** Begin Records shown **

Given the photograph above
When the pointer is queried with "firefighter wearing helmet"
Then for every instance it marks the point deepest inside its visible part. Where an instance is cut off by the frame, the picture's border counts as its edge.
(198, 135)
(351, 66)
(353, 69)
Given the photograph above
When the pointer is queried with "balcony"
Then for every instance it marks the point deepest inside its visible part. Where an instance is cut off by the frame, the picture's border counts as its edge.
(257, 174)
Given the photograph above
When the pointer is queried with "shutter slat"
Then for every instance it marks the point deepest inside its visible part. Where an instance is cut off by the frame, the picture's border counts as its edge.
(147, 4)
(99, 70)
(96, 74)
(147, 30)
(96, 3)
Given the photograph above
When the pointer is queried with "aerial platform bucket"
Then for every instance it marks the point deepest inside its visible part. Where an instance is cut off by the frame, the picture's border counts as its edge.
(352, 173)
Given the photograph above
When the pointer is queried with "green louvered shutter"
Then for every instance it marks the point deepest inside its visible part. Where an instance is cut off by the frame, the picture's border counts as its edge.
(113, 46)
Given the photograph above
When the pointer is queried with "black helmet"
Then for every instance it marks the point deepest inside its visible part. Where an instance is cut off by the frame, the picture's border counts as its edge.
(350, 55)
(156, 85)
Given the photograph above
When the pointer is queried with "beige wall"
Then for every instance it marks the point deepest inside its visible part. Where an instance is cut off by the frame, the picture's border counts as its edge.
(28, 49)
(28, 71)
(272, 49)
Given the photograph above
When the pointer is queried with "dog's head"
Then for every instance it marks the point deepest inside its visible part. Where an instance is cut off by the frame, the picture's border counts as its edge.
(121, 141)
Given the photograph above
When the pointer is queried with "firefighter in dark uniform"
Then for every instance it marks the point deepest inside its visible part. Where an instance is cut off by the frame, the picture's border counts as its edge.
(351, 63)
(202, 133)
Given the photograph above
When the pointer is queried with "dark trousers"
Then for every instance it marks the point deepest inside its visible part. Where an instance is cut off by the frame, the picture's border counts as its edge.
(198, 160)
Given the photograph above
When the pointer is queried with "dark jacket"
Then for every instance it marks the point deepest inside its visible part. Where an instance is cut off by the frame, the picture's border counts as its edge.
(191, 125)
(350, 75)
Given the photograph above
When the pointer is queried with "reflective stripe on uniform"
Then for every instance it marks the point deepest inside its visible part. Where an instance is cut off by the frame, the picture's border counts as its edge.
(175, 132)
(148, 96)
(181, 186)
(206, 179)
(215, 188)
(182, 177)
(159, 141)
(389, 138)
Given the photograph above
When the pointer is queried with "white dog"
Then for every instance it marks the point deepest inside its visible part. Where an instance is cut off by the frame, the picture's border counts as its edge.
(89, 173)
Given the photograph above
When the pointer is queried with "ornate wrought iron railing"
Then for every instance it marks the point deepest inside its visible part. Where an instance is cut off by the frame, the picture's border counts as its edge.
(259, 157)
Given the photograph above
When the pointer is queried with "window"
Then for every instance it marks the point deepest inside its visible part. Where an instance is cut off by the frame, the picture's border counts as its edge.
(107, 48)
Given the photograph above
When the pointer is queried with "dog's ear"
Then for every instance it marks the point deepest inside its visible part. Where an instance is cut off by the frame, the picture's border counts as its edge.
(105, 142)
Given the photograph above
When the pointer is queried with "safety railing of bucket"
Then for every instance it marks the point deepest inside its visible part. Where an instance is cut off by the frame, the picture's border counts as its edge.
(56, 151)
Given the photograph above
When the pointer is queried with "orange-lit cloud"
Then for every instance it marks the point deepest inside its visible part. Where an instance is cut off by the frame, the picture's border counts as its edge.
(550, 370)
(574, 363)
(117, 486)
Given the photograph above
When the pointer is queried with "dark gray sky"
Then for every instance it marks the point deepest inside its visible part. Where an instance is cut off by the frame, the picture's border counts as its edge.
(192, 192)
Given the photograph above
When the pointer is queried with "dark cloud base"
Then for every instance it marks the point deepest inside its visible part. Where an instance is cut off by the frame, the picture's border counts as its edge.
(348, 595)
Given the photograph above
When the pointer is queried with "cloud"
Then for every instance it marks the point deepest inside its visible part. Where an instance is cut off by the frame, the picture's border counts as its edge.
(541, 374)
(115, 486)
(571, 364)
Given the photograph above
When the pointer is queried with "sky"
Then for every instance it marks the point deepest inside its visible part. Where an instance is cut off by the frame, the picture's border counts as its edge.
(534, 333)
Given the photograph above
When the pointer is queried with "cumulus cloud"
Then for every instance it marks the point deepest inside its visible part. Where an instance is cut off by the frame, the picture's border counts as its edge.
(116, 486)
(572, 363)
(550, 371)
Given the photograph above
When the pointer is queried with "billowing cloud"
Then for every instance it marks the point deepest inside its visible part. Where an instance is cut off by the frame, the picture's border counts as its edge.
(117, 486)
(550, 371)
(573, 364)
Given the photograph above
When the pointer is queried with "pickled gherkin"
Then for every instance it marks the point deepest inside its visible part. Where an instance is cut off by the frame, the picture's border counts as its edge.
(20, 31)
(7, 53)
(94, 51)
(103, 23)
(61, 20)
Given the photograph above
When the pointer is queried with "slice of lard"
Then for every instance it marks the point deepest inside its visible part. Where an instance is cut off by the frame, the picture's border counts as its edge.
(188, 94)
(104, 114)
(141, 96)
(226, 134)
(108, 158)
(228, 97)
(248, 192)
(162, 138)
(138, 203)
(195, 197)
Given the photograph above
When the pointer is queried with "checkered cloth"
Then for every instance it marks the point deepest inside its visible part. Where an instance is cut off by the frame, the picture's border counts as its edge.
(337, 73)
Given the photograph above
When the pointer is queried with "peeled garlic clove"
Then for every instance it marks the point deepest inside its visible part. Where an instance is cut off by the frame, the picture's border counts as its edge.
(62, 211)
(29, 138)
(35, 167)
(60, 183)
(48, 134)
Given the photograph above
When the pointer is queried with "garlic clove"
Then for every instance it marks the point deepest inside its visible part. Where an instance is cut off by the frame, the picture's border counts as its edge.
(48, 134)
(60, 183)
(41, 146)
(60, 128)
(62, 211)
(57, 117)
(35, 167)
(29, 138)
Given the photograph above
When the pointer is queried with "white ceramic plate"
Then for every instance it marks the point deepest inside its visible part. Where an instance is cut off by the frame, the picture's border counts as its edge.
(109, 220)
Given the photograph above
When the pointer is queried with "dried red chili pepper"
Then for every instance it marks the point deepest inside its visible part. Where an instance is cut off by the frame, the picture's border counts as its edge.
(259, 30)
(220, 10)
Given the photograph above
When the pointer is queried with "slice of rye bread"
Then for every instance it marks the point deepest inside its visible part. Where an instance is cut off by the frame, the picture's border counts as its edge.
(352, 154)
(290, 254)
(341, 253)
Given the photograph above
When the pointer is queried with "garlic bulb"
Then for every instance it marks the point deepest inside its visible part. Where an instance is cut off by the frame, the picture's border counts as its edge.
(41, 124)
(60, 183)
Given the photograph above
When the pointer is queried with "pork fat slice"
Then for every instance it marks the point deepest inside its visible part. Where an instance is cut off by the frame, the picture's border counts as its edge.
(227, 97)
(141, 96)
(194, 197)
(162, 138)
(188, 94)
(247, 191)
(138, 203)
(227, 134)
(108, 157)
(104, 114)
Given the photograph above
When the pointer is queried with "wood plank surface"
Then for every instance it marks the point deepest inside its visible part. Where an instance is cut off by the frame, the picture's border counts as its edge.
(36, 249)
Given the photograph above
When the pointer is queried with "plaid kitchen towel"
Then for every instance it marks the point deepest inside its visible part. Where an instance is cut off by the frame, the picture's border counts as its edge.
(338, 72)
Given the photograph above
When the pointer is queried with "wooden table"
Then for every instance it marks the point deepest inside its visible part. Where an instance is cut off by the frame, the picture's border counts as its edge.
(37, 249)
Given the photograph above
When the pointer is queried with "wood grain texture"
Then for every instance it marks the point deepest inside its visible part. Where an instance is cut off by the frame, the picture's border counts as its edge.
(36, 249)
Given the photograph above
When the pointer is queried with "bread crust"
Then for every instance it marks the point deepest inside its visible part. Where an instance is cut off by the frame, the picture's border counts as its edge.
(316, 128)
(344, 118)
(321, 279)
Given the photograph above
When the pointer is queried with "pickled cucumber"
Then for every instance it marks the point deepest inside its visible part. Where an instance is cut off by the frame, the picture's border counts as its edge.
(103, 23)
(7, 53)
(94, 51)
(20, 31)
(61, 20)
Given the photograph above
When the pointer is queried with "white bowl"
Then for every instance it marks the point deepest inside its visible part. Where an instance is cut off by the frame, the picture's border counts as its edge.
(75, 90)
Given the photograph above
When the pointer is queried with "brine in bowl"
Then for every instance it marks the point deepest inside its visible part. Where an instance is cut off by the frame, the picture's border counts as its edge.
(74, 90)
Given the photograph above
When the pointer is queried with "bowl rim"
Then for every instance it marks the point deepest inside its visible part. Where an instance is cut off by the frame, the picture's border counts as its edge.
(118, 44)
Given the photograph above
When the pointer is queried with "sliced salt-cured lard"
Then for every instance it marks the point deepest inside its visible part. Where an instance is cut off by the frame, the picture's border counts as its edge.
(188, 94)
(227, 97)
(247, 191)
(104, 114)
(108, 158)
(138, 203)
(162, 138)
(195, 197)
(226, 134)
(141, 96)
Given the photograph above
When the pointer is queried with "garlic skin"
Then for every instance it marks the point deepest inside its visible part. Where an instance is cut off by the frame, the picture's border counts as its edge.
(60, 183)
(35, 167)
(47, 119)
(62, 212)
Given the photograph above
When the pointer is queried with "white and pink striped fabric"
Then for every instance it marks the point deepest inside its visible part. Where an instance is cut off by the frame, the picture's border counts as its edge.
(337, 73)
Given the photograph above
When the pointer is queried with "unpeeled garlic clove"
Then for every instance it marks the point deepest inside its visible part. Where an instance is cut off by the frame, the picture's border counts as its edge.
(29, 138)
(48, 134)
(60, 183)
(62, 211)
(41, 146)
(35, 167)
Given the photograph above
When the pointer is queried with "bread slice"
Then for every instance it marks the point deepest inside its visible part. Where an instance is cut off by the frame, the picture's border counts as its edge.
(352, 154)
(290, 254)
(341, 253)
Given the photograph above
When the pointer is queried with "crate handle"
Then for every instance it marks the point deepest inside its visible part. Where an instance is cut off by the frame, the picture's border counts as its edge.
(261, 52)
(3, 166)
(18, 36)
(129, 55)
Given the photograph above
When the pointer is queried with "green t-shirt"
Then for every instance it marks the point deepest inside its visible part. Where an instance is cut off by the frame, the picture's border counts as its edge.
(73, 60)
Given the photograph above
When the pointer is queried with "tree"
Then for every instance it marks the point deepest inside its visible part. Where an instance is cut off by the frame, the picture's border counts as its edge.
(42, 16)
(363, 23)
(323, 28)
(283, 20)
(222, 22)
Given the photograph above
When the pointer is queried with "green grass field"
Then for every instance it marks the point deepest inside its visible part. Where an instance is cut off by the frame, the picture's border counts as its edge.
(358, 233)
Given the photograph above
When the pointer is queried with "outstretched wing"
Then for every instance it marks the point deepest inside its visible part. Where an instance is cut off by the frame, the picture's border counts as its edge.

** End Records shown **

Extract every line from the records above that contains the string "lard", treating uppercase and lowercase as distinct.

Final answer:
When the pointer is queried with "slice of lard"
When the pointer is queried with "sliced salt-cured lard"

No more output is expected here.